==== ENTRIES SHOWN ====

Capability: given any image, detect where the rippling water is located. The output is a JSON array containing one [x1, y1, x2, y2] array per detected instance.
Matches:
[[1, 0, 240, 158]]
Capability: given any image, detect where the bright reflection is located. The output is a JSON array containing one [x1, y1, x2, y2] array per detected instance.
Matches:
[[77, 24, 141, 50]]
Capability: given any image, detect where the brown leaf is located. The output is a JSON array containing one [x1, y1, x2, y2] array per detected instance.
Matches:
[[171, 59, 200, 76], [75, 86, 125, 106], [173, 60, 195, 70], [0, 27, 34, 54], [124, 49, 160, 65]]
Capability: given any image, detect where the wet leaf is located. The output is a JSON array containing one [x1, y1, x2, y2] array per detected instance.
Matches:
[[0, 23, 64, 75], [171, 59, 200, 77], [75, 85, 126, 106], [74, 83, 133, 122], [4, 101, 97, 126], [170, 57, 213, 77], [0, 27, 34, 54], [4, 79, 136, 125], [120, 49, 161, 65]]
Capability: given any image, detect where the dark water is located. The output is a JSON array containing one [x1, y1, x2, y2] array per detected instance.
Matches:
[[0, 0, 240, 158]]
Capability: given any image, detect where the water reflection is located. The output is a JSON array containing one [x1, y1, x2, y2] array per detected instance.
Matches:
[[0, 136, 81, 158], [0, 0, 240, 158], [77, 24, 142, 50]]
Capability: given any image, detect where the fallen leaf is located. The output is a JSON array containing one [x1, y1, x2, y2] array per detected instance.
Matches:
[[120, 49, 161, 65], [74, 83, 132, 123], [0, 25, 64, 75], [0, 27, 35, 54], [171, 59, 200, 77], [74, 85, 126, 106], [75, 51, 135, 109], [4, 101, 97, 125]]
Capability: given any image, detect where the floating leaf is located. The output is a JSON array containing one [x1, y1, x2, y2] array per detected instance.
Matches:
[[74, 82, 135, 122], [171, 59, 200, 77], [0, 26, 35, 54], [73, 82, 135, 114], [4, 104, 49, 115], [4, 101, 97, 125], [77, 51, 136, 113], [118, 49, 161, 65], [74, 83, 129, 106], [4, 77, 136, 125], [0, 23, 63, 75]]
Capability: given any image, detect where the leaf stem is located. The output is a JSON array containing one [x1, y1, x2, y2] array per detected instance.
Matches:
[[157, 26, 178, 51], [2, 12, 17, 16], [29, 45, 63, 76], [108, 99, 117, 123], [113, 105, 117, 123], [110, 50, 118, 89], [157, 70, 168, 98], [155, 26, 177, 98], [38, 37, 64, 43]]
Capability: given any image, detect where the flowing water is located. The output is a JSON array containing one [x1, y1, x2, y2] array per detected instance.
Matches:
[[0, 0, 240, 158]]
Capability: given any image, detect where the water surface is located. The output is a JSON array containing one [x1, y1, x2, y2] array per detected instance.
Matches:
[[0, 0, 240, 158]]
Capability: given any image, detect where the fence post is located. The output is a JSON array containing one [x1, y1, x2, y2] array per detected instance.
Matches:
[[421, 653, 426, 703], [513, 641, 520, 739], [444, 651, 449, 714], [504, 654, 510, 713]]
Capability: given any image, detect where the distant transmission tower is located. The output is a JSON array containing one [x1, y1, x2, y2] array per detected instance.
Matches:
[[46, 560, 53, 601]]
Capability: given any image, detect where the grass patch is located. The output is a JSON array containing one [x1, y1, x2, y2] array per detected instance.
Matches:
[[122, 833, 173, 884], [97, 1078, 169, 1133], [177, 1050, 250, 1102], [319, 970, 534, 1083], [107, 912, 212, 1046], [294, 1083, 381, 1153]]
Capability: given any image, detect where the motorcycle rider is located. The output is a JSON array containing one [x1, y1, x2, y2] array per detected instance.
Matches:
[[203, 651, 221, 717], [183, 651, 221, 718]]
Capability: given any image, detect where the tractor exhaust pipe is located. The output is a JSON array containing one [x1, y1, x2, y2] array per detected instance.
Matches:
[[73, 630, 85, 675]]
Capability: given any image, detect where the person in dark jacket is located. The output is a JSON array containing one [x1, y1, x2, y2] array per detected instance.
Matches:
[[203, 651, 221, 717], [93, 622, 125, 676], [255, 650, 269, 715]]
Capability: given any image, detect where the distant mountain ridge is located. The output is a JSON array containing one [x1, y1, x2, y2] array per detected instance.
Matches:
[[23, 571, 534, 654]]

====
==== ENTRIES SHOWN ====

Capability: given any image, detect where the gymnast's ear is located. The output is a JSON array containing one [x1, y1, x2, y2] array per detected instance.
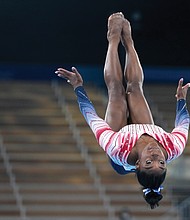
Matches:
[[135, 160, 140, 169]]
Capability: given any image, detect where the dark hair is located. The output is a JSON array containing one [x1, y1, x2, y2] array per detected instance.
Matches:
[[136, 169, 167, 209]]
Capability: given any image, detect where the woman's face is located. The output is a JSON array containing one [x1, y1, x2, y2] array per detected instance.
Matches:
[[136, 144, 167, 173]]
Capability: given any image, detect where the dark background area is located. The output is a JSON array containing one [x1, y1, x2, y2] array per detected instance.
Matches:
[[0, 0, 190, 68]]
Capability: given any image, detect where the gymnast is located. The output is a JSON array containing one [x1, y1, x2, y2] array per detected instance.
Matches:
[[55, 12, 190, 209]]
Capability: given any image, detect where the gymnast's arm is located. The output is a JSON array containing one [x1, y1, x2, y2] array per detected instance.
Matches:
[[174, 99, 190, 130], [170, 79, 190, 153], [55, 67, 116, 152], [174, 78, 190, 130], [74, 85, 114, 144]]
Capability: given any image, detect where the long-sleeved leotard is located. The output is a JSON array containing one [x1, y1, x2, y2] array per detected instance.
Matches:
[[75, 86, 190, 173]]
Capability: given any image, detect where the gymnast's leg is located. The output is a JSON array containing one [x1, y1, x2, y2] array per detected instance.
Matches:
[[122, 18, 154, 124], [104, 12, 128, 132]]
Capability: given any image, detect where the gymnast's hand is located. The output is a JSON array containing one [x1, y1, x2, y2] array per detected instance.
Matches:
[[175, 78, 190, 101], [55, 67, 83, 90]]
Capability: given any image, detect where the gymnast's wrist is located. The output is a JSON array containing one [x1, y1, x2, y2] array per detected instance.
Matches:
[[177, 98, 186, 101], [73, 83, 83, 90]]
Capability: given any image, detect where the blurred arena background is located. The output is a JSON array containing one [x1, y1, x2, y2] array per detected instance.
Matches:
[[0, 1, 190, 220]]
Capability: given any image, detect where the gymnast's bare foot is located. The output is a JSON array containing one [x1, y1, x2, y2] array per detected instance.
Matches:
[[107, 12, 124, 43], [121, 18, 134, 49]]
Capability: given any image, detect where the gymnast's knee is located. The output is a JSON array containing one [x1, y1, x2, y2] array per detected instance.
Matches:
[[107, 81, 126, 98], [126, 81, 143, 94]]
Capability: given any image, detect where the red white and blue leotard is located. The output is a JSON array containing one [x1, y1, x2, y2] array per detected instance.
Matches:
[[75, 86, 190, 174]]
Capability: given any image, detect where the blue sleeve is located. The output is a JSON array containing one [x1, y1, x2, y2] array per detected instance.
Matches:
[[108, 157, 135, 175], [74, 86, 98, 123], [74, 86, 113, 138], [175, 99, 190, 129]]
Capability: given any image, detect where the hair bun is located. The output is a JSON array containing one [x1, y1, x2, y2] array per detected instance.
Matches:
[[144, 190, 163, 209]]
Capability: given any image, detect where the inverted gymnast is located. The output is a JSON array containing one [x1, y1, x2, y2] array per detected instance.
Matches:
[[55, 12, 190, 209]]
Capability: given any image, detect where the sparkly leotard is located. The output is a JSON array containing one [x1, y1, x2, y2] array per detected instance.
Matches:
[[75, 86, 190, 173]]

====

◆ WORK INSTRUCTIONS
Using the material, count every line where the word "background" appears and give only the number.

◆ ANSWER BOX
2